In the listing below, starting at the line that contains "Note: for every instance of the sunlit" and continuing through the end of the listing, change every occurrence of "deepest" to "innermost" and leave everything else as it stands. Reproduce only those lines.

(Point placement records)

+++

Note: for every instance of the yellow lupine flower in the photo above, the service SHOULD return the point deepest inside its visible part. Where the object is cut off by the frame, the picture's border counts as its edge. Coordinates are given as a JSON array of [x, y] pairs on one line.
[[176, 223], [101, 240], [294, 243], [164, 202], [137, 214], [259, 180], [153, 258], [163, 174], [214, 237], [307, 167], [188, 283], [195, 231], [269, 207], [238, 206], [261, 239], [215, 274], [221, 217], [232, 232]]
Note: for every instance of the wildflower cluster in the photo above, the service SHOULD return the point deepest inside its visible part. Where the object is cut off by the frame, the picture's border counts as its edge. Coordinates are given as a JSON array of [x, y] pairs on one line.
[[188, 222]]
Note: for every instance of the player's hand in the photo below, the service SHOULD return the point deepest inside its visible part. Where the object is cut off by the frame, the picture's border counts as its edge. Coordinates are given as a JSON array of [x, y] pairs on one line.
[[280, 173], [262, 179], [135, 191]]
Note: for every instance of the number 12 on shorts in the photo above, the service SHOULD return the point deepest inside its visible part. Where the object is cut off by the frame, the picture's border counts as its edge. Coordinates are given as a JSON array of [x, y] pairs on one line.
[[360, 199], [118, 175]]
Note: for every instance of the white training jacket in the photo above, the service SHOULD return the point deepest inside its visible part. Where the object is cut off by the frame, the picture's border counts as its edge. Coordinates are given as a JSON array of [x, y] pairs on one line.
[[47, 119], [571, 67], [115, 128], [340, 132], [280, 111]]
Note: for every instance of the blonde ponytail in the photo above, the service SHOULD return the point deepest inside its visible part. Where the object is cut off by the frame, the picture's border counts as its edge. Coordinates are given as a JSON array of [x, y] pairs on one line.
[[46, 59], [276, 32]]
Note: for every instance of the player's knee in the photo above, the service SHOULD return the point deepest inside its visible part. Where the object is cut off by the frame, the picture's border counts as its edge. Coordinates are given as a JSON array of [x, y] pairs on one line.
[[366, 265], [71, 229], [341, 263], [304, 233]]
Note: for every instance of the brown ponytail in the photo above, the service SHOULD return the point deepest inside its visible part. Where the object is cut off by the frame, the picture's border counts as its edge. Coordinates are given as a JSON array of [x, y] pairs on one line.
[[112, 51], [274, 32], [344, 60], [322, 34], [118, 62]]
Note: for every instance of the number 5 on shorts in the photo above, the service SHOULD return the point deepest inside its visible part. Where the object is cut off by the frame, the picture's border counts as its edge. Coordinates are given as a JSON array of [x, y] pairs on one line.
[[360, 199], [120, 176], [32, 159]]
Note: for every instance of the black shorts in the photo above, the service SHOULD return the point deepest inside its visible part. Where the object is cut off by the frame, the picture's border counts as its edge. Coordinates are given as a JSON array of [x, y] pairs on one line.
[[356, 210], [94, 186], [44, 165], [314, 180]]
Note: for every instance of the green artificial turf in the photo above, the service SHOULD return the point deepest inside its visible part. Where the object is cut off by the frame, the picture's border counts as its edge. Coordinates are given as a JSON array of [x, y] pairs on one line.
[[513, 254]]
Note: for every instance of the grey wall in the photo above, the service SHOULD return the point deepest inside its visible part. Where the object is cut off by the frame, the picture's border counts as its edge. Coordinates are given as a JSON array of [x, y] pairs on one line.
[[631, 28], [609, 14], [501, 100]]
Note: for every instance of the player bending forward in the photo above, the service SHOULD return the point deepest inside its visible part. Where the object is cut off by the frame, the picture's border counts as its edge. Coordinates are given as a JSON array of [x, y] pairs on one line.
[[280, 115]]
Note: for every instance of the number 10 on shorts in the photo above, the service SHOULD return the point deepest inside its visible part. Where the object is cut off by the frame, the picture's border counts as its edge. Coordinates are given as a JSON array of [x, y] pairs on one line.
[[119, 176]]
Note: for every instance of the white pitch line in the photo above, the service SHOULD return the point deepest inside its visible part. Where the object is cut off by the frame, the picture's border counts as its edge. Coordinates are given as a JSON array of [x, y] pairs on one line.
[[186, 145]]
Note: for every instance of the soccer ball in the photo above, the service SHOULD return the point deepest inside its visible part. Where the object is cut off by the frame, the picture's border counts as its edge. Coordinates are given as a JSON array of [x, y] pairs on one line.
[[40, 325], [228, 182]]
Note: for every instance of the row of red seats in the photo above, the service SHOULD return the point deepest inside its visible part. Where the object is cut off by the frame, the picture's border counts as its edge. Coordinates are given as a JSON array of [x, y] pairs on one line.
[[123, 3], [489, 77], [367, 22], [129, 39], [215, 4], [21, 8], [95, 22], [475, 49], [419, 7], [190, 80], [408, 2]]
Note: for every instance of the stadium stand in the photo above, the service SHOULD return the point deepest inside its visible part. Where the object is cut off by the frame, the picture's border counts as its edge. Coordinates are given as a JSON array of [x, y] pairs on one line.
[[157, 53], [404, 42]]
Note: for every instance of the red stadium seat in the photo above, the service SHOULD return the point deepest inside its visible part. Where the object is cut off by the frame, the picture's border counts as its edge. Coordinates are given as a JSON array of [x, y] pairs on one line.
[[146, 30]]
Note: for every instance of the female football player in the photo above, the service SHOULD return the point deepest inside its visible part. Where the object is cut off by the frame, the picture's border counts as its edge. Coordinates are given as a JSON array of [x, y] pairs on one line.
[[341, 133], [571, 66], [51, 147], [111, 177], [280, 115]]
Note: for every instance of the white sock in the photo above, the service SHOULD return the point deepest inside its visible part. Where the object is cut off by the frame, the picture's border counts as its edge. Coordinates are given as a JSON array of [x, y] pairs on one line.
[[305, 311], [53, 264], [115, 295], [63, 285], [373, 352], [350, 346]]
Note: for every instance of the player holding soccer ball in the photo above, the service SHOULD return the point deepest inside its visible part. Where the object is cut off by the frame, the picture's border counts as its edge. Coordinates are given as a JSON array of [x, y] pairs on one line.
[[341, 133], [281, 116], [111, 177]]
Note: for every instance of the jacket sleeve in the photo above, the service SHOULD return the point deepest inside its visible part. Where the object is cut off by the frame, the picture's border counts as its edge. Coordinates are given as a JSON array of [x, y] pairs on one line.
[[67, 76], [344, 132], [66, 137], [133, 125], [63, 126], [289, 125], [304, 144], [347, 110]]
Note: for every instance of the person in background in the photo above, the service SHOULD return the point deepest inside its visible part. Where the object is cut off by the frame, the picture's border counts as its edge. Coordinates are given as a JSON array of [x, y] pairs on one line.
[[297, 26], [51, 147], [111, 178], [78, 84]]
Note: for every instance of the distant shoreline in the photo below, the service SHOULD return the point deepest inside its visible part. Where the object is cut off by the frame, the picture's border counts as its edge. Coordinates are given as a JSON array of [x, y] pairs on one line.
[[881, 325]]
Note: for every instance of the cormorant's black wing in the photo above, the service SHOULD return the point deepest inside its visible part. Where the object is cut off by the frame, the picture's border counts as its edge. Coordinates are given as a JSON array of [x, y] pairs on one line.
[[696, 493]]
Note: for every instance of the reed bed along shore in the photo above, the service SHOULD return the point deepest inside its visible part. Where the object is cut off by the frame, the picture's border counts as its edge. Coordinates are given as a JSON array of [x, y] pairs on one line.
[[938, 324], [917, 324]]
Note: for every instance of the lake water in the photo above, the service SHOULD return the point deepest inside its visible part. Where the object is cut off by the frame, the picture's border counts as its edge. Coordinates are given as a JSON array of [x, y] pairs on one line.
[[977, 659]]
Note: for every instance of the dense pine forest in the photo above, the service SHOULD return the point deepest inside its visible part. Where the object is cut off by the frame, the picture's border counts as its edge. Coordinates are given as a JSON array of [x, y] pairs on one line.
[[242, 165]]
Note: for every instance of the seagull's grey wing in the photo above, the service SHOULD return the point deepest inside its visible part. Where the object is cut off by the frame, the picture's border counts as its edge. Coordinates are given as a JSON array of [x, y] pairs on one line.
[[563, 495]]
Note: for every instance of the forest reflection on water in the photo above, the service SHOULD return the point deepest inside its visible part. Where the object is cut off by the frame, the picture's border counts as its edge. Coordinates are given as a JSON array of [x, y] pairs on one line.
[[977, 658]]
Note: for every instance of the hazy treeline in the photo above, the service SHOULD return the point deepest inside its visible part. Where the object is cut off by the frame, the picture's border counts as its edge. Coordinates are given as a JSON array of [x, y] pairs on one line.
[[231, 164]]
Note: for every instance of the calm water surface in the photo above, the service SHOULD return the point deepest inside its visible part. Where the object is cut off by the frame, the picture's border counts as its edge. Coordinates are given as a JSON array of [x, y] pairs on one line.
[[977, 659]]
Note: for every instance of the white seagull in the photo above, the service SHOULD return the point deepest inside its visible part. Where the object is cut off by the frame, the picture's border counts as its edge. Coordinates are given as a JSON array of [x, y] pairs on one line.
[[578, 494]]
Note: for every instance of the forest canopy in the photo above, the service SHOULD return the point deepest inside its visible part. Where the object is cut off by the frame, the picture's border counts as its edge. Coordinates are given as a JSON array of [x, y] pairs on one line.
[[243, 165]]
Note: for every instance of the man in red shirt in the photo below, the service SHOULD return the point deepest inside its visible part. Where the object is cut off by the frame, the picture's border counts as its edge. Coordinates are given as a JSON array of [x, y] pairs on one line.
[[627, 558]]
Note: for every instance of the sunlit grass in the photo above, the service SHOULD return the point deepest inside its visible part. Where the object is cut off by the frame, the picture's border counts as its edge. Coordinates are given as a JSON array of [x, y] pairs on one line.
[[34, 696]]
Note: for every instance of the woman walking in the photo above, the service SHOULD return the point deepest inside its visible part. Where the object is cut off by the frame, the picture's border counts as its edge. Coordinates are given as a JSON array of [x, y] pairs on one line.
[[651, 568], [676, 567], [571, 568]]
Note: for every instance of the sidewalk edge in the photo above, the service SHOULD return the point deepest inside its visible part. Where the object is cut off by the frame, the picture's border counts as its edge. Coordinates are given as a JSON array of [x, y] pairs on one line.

+++

## Written reply
Note: for every instance of the sunlit grass in the photo above, the service SHOULD return the point innermost inside its visible part. Where the object is cut off by the frame, the picture's border counts as its edge. Coordinates are given as a JSON array of [x, y] pairs on one line.
[[34, 696]]
Note: for every instance of the woman walking in the photo above, the service SHOULD return the point innermost inside its visible part. Where the object is cut off by the frame, the picture's border counts as its edge. Coordinates are given as a JSON array of [x, y] pairs on one line.
[[651, 568], [676, 567], [571, 568]]
Note: for every instance of the sidewalk edge in the photo above, the service SHOULD return the point innermost inside its visible part. Where the object is cut off by the frame, the picture's border counts as its edge. Coordinates are given as a JSON array of [x, y] pairs on one line.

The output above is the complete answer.